-- Opening Marker --

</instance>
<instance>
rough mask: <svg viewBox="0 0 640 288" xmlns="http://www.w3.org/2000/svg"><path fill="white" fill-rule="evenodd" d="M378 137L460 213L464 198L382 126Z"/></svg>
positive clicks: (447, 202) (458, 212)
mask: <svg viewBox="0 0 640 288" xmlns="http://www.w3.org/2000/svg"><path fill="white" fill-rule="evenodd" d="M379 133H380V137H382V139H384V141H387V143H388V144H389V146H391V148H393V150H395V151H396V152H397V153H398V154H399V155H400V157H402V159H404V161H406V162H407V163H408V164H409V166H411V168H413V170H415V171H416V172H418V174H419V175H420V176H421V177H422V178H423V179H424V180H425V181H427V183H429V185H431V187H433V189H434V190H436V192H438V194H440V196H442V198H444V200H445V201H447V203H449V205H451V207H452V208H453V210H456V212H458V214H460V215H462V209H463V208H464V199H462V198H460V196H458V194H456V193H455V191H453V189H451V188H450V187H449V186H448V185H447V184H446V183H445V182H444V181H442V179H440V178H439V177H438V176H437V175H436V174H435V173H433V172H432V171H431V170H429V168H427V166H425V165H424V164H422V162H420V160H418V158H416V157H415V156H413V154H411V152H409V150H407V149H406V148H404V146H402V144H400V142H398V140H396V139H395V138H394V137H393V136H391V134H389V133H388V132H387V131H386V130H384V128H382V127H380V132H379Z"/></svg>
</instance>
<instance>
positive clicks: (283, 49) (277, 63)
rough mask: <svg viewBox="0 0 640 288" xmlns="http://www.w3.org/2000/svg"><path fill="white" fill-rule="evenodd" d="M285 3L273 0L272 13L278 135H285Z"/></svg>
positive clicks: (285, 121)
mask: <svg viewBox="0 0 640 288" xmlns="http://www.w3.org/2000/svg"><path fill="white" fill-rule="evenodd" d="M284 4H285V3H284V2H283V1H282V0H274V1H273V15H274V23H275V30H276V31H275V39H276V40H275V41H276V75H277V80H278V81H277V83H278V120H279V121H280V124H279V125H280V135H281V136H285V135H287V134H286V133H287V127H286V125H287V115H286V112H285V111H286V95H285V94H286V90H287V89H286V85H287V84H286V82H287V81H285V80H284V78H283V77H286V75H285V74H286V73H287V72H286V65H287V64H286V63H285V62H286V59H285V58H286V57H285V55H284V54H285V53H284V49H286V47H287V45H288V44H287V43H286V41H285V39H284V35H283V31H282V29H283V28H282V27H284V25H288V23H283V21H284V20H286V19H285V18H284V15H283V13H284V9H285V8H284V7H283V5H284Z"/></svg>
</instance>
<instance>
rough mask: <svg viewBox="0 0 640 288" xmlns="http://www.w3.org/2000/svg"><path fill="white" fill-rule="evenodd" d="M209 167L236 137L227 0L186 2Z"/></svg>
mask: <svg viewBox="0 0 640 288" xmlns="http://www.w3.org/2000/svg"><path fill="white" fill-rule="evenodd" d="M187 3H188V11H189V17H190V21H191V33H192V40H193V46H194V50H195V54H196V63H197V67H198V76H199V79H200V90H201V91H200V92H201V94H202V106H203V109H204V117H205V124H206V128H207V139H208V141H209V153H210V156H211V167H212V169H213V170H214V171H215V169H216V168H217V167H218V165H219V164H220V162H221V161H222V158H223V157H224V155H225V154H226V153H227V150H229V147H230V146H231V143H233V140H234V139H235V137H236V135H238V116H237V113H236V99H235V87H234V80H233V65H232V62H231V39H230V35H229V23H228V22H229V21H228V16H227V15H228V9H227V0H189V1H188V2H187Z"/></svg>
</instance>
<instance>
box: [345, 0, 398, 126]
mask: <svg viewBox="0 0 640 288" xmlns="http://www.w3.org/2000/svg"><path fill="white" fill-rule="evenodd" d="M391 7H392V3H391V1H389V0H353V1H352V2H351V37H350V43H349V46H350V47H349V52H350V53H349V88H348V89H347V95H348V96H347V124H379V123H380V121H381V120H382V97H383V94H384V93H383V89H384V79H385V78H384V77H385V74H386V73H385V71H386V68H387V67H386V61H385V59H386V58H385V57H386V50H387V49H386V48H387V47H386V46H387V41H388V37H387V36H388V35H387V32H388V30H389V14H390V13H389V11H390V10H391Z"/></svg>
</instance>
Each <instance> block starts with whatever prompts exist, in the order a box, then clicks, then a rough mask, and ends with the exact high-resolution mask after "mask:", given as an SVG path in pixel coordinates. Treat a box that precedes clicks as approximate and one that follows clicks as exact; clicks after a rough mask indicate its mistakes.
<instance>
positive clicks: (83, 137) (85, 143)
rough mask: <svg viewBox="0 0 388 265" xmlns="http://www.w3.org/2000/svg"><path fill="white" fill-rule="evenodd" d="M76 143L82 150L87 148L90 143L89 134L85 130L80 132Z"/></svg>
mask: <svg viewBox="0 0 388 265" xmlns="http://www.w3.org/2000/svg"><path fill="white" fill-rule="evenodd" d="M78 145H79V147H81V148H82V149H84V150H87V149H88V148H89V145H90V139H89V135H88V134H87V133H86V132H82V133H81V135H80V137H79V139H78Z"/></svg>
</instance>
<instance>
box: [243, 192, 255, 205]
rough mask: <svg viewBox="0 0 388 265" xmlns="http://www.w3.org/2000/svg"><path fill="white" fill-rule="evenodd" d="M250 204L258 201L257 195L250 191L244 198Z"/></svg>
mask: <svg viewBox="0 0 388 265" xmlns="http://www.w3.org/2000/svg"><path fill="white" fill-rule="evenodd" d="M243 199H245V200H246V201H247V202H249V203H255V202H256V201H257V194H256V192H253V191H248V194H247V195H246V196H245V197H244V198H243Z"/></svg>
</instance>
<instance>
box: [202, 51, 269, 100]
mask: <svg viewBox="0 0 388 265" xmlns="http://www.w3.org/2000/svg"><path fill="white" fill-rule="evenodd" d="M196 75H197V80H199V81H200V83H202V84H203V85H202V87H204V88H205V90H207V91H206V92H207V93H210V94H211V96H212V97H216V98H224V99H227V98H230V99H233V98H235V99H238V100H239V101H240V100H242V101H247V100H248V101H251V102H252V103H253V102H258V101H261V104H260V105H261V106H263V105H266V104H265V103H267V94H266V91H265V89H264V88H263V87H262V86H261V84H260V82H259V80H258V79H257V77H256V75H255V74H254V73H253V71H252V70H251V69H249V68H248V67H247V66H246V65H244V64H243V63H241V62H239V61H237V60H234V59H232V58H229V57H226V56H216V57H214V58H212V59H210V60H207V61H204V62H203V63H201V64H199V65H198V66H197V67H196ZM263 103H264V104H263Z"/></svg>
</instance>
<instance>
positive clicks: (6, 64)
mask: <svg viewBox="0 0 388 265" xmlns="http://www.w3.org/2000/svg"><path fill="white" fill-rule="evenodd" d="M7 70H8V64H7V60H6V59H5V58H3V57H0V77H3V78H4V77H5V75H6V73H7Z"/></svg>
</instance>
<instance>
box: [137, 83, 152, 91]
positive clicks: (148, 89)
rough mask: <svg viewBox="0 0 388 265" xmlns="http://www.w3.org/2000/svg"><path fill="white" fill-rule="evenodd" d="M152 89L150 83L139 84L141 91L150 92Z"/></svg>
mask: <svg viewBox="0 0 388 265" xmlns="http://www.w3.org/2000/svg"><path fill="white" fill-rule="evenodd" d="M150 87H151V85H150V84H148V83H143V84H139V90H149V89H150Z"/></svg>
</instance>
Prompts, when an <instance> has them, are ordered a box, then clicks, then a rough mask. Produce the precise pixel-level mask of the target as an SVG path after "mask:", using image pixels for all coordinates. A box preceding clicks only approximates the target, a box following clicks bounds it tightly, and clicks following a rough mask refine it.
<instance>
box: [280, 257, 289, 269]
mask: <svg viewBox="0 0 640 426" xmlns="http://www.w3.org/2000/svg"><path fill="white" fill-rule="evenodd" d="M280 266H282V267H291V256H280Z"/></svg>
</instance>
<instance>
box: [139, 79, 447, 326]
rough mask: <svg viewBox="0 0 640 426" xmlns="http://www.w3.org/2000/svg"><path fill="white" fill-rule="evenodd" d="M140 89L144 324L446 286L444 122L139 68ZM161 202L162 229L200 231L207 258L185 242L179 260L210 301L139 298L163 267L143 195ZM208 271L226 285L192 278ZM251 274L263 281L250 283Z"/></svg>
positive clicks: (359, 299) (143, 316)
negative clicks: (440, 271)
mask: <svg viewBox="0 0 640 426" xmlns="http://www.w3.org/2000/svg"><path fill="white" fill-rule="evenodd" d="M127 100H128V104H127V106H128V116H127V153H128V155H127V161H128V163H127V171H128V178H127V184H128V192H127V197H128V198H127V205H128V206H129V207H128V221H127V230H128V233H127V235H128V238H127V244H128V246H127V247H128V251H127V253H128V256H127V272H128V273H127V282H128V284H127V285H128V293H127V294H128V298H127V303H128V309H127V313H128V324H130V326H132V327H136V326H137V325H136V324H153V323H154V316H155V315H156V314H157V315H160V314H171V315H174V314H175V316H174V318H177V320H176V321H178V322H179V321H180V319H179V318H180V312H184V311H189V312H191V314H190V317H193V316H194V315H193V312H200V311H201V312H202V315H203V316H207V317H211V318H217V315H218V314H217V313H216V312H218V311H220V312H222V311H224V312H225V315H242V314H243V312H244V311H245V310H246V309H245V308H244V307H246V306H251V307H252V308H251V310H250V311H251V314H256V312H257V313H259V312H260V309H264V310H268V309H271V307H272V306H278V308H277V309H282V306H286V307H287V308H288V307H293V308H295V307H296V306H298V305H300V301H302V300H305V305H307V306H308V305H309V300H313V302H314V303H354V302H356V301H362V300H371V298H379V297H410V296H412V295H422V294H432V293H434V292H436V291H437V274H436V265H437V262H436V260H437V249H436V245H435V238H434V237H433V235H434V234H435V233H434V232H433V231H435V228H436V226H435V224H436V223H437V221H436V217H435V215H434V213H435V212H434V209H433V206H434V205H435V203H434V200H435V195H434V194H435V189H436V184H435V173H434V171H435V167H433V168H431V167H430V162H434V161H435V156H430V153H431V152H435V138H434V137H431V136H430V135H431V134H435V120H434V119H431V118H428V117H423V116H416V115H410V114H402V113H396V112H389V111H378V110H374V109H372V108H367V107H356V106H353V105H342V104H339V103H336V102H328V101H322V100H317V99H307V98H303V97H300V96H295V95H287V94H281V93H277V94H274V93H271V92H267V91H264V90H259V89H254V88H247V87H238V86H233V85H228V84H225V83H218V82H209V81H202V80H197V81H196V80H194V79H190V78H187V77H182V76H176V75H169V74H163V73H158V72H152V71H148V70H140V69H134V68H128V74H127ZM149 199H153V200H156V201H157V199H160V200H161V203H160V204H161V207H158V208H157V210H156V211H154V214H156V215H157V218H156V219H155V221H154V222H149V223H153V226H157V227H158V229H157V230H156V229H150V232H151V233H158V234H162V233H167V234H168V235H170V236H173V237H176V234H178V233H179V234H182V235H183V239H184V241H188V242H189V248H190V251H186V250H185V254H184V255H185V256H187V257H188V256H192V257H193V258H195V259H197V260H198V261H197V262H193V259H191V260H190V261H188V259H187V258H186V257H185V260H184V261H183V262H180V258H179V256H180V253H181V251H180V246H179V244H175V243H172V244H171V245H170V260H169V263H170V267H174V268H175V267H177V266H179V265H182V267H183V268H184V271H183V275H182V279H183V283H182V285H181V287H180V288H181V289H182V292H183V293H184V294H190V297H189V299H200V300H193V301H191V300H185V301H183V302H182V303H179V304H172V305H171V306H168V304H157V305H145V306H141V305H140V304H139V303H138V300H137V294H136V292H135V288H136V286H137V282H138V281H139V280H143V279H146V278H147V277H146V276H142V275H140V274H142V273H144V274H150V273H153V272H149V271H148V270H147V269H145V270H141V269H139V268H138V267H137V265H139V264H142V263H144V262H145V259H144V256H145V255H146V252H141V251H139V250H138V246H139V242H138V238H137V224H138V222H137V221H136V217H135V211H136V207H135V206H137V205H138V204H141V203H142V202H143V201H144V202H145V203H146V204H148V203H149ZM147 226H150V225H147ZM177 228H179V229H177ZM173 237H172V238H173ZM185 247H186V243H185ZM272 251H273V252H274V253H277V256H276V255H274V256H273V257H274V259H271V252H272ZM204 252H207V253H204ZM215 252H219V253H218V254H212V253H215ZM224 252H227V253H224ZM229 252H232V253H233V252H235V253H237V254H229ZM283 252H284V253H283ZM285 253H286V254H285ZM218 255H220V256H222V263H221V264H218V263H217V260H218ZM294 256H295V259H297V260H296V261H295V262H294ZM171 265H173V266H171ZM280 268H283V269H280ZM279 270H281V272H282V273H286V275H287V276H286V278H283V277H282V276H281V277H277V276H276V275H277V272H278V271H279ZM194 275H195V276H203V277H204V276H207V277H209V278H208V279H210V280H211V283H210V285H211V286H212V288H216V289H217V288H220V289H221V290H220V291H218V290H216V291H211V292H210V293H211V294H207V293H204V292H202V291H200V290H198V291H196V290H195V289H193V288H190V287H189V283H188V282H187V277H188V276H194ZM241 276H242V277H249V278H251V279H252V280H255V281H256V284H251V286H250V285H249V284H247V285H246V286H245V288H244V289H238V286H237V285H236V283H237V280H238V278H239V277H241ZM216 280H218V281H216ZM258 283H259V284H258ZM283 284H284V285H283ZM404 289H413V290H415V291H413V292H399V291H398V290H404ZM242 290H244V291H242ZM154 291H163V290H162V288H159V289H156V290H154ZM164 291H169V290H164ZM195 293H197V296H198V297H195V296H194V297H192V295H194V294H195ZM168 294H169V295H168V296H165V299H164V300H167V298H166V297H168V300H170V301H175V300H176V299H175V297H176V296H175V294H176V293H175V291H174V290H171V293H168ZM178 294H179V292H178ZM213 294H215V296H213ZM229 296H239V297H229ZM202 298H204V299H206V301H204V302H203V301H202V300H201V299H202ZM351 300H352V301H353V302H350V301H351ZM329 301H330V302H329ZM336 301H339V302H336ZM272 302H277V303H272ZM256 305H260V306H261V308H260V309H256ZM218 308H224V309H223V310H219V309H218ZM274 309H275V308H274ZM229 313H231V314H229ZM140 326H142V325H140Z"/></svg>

-- Closing Marker --

EXERCISE DESCRIPTION
List each line in the rows above that contains the word "positive". Case counts.

SOLVED PROBLEM
positive clicks: (447, 202) (458, 212)
positive clicks: (283, 49) (277, 63)
positive clicks: (285, 121)
positive clicks: (83, 137) (85, 143)
positive clicks: (6, 64)
positive clicks: (148, 89)
positive clicks: (359, 299) (143, 316)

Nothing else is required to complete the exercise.